Copy the line containing "gray chair, one", then all lines after it up to and including the final line of the material, exactly and without additions.

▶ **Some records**

══════════

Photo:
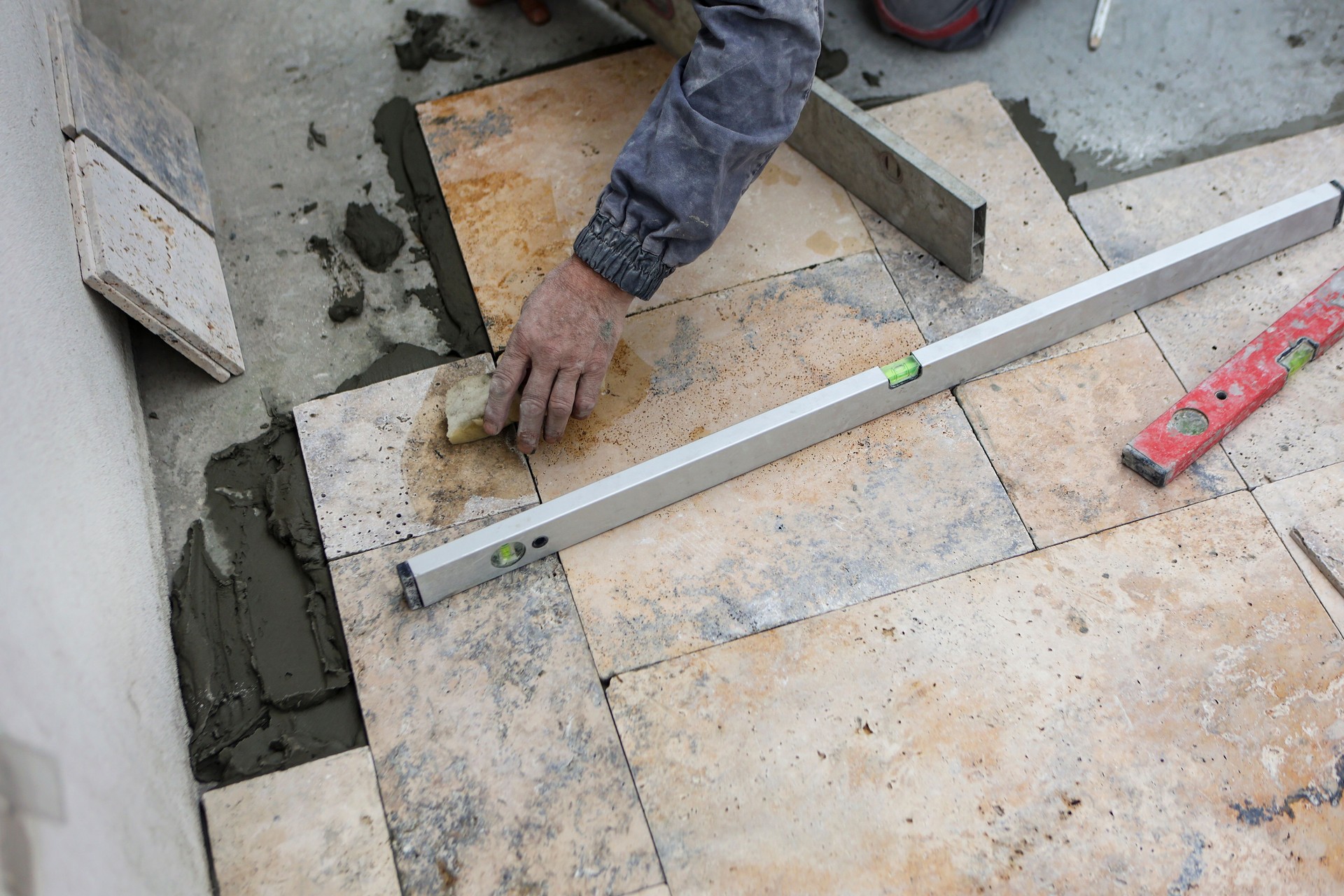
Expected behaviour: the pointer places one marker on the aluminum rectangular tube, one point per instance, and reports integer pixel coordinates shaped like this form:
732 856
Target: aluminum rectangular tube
745 447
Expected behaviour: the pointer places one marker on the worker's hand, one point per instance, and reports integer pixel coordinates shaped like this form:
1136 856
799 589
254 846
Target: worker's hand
536 11
558 354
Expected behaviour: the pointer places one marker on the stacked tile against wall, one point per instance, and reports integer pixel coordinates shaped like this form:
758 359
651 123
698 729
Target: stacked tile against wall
1158 699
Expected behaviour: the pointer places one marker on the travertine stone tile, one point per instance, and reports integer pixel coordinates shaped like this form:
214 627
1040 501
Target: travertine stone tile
150 260
902 500
1130 713
496 757
382 468
1054 431
522 164
1032 245
1303 428
315 830
1316 498
111 104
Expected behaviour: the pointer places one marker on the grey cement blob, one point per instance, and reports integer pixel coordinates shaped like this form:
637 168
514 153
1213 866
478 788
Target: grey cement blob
397 131
426 42
262 662
377 239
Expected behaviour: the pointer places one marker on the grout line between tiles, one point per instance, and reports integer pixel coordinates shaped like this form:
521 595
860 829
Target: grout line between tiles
876 597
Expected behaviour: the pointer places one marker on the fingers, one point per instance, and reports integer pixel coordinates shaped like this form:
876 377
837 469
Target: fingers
531 410
508 377
562 402
589 393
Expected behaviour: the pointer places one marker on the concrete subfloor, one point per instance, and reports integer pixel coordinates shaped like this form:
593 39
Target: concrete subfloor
1170 83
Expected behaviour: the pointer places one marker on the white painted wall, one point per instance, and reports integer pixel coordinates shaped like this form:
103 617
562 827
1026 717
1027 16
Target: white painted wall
86 665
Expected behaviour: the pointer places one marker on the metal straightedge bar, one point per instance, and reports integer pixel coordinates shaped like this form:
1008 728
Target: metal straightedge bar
920 198
738 449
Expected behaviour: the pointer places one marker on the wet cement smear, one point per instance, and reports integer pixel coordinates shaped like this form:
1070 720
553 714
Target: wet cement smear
262 662
397 131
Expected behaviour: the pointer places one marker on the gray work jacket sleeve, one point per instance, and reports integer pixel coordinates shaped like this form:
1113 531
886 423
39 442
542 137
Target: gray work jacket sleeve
713 127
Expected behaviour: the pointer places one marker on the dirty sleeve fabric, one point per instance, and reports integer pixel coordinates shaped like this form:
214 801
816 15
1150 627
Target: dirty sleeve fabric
713 127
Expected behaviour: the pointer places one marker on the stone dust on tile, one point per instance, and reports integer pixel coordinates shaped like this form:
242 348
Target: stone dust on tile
1303 428
315 830
901 500
106 101
382 468
1308 498
522 164
1156 708
498 761
1054 431
1032 245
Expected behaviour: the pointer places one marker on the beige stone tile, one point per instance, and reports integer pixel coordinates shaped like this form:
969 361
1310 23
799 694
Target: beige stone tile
1310 498
1032 245
1129 713
901 500
498 761
382 468
316 830
522 164
1303 428
1054 431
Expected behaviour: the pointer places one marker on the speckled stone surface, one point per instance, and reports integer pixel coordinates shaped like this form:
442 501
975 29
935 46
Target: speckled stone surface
1032 245
1303 428
498 761
104 99
1054 431
151 260
1310 498
1130 713
901 500
382 468
315 830
522 164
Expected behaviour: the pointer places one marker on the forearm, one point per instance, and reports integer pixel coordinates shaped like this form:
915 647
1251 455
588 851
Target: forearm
713 127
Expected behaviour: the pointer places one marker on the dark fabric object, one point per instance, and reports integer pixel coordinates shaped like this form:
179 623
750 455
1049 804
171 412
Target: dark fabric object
620 258
713 127
942 24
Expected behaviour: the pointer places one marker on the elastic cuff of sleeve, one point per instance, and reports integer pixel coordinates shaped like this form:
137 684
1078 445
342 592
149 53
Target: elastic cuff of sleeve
620 258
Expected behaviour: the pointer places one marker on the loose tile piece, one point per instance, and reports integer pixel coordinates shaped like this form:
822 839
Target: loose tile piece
382 468
901 500
1303 428
1156 708
1316 498
316 830
496 755
151 261
1054 431
104 99
1032 245
522 164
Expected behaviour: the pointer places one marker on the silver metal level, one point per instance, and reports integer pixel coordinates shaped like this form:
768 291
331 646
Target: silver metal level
738 449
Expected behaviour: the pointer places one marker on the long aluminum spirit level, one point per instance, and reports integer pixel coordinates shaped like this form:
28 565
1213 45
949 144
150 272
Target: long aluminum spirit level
738 449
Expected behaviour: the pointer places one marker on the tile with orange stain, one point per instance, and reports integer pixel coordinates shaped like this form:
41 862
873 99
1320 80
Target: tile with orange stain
382 469
1032 245
1301 429
522 164
1156 708
1054 431
901 500
498 761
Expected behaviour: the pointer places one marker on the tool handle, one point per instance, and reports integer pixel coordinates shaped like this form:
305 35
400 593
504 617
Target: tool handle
1217 406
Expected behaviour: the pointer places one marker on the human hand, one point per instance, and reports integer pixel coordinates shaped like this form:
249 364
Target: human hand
558 354
536 11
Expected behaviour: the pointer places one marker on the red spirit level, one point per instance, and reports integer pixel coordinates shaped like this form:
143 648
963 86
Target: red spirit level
1217 406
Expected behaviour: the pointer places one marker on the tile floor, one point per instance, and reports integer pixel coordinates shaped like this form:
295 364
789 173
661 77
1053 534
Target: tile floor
1151 703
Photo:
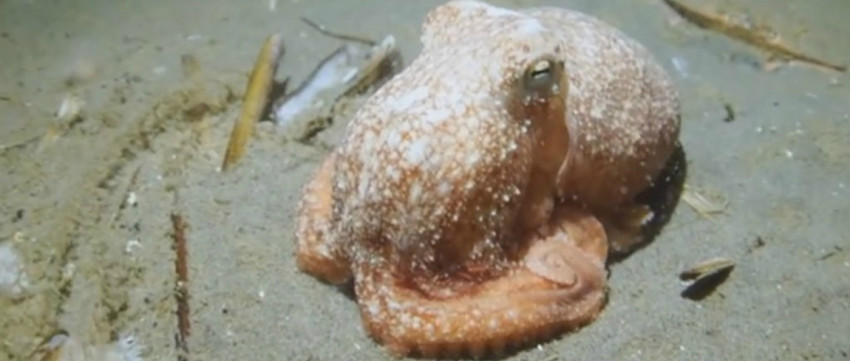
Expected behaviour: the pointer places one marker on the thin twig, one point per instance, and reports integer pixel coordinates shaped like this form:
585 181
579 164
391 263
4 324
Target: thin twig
182 289
322 29
754 37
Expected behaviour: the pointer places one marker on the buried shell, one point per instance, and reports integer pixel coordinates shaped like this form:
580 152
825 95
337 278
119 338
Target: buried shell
706 277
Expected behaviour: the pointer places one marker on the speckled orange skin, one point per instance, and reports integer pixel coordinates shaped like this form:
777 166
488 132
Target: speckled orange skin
472 198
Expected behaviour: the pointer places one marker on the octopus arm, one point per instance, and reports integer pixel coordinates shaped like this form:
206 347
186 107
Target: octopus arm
559 286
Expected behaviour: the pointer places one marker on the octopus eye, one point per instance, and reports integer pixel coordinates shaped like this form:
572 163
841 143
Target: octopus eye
542 78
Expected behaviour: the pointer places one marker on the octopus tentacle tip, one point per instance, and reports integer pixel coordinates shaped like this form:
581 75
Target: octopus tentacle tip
549 259
469 196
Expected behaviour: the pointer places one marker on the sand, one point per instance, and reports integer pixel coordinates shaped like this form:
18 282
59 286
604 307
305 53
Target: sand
87 201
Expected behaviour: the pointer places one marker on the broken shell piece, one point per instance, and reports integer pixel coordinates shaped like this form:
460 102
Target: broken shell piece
13 279
64 347
706 276
334 71
70 108
704 202
346 73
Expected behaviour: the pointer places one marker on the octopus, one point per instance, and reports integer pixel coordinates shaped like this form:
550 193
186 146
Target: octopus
475 197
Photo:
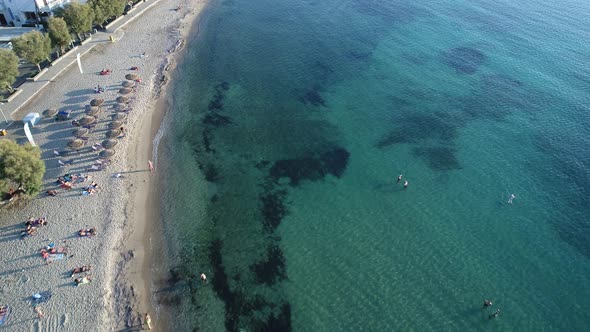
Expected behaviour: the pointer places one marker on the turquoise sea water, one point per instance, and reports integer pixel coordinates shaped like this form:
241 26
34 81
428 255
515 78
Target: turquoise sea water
291 121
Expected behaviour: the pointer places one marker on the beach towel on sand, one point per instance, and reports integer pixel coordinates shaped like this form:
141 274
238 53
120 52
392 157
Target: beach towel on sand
56 257
5 314
41 297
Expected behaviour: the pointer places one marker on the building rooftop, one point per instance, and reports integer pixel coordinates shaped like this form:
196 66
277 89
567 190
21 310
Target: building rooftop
6 34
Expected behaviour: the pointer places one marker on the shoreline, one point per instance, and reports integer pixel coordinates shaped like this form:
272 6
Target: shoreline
146 268
125 210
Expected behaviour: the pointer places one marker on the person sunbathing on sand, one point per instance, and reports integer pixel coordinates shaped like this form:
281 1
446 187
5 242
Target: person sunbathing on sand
84 280
81 269
88 232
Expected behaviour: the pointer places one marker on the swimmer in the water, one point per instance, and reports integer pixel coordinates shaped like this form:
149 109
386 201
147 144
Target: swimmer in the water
510 198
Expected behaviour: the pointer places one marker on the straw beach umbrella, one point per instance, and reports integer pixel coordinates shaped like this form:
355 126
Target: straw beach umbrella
80 132
106 153
109 143
96 102
122 99
120 106
76 143
92 110
115 124
49 113
113 133
87 120
119 116
132 76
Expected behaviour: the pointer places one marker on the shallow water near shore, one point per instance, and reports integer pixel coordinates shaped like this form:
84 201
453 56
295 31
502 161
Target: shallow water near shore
290 123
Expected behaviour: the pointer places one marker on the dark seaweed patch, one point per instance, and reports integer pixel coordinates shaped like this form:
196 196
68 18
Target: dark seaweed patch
439 158
280 322
311 168
272 269
296 170
417 127
360 56
313 97
273 209
216 120
221 286
216 102
498 97
236 303
211 173
334 161
262 164
207 136
465 60
214 198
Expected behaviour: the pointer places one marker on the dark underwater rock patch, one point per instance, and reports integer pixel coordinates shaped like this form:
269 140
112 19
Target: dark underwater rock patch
313 97
207 136
216 120
216 102
272 269
221 286
418 127
335 161
261 314
277 322
211 173
262 164
439 158
273 208
312 168
465 60
360 56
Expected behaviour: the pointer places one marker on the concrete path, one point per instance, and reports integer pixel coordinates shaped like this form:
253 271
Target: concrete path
15 109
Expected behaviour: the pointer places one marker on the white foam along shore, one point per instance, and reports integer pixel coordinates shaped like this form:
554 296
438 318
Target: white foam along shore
109 302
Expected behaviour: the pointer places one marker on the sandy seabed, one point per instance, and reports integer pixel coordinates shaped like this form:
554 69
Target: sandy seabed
124 210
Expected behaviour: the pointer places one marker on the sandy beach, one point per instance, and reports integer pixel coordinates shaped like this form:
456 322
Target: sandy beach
124 210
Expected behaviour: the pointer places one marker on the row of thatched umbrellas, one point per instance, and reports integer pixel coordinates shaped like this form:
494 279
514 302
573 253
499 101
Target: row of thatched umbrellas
93 110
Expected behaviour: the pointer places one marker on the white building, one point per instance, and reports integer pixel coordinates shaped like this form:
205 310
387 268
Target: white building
27 13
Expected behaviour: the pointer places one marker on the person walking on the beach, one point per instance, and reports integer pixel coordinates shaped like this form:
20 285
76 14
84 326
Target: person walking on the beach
147 321
39 312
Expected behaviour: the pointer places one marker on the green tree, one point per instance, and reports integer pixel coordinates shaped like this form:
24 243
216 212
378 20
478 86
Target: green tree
59 33
105 9
8 68
78 16
21 167
33 46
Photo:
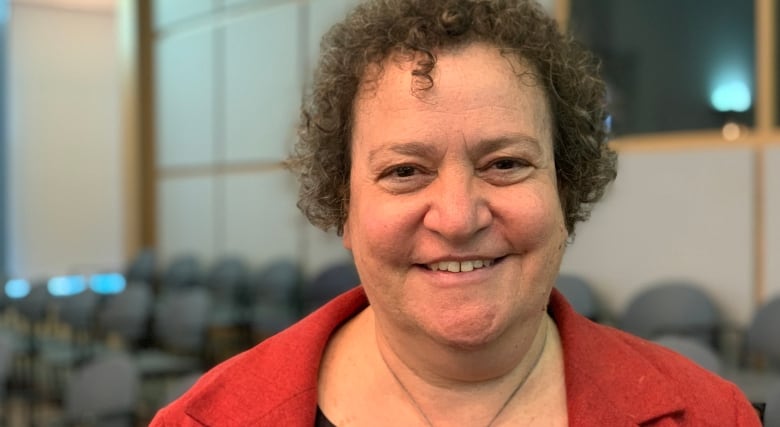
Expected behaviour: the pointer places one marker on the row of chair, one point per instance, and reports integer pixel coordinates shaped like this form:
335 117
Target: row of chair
681 316
173 324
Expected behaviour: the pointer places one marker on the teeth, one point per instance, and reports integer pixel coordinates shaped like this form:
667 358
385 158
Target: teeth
457 267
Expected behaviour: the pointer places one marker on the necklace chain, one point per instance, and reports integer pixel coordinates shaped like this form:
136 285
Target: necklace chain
500 410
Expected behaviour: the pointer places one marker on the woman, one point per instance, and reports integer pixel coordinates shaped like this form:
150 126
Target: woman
454 145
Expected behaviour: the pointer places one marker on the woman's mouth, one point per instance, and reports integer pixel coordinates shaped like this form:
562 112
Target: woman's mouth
461 266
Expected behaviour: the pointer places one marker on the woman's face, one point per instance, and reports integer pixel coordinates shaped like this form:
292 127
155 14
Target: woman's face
454 219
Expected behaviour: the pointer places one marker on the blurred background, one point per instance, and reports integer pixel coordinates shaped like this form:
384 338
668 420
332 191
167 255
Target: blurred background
142 196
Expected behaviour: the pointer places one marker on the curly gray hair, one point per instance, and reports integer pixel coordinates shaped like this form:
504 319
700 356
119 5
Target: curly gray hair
376 29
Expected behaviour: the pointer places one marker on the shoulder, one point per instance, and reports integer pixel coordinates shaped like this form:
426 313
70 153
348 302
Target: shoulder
274 378
639 379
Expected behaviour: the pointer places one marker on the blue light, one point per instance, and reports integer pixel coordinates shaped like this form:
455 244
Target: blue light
107 283
732 96
17 288
62 286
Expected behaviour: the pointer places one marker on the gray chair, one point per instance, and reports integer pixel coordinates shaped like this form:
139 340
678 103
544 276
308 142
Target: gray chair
143 268
276 300
700 353
673 307
772 412
182 271
329 282
581 295
227 280
179 325
103 392
57 355
763 337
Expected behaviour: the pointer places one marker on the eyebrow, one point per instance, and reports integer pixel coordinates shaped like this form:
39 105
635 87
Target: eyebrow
480 149
487 146
413 148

══════════

▶ **RIGHT ANSWER**
Expected behaviour: the pointer places one marker on the gray chair, one point per instance, and reports integer pixel coordinates shaped like this form:
139 340
678 103
544 276
308 142
Target: gray chair
143 268
276 300
700 353
673 307
772 412
182 271
329 282
581 295
227 280
179 325
103 392
57 355
763 337
Expected behaviour: the pointer places one marker on the eyebrow, one point per instance, and reports integer pixel coordinates shaped like this form:
39 105
635 87
Target: eyebrow
480 149
487 146
413 148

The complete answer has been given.